[Stored data]
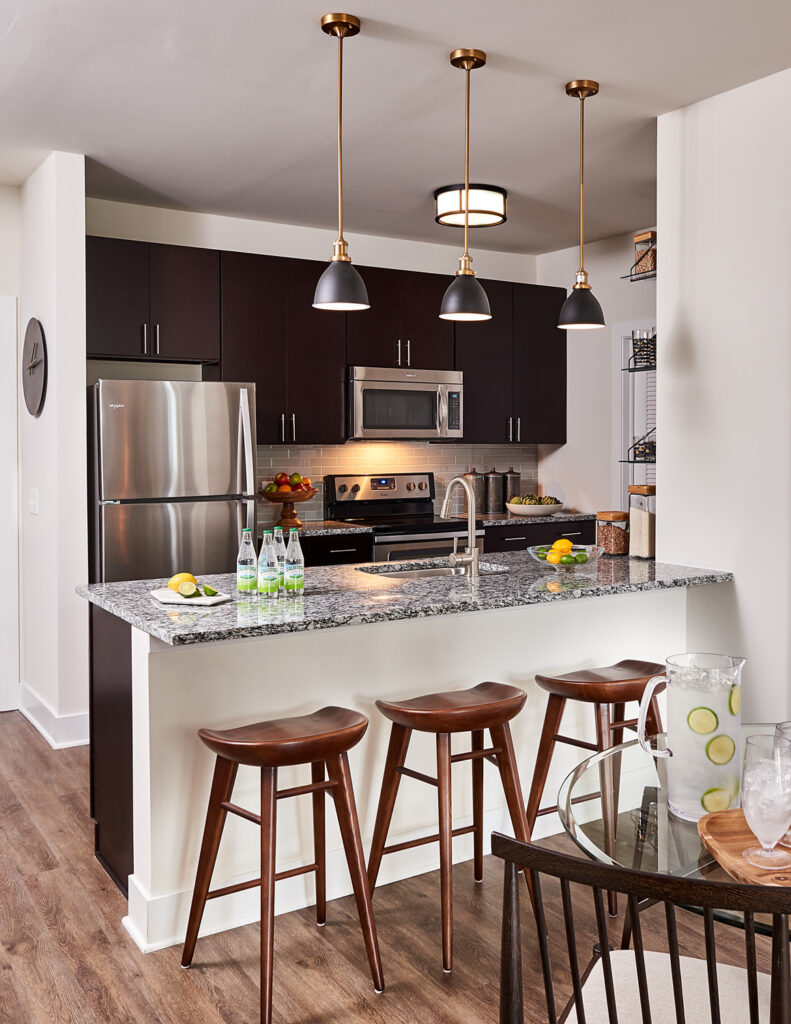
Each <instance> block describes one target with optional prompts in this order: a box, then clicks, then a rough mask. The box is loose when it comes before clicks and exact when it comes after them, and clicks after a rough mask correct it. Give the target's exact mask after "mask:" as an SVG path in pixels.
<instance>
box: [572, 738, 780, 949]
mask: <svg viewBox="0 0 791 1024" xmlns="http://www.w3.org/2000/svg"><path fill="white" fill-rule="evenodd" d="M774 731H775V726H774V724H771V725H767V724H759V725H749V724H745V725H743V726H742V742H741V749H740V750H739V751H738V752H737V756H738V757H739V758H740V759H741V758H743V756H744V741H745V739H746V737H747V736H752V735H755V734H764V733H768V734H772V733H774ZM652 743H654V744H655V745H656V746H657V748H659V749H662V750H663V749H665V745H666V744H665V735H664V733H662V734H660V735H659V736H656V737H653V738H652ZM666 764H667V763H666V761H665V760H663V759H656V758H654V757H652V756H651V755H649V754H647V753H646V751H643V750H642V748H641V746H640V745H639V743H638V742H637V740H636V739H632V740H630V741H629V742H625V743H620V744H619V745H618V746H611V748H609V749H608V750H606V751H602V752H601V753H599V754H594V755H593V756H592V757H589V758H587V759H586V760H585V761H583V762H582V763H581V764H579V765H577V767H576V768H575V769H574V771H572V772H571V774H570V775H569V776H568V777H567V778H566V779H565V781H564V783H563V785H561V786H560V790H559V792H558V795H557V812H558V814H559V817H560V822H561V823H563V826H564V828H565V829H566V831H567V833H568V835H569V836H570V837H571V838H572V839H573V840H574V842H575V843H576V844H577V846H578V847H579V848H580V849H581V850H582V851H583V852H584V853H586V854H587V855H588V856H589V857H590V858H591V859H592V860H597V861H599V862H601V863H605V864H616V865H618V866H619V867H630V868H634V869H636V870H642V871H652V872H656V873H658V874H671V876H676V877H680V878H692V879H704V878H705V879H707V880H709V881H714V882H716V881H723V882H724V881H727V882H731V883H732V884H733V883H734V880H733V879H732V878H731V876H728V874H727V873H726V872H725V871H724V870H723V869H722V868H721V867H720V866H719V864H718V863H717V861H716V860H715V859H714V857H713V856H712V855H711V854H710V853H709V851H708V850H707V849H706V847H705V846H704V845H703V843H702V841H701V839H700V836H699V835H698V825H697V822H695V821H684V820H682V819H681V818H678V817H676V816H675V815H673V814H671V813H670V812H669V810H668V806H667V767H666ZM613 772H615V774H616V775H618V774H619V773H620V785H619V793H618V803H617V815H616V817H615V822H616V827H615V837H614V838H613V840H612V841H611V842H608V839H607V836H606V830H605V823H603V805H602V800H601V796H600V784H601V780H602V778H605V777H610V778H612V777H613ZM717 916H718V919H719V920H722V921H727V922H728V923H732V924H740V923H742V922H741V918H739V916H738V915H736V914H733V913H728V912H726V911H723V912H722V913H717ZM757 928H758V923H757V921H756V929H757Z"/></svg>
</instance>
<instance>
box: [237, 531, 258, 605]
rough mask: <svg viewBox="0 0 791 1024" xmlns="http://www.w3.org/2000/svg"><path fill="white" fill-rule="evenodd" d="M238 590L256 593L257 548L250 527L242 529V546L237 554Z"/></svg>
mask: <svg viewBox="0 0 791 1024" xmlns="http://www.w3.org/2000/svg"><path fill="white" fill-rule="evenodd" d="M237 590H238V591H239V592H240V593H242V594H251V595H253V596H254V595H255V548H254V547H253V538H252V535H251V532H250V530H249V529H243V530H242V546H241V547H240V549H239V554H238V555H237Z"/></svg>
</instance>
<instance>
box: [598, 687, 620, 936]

• _EXERCISE_: Reproduce the records word for word from their start through the line containing "box: [572, 738, 780, 949]", including that line. Leave the pictures out of your answer.

• _TASK OUTPUT_:
Each <instance> block describes one target with optional prompts in this order: a box, then clicks, then a rough mask. The box is loose when it comes before clicks and exact when it comes after them, and clicks after a rough mask correct it. Give the target's exact mask after "mask:" as an SVG path in pixels.
<instance>
box: [572, 738, 780, 949]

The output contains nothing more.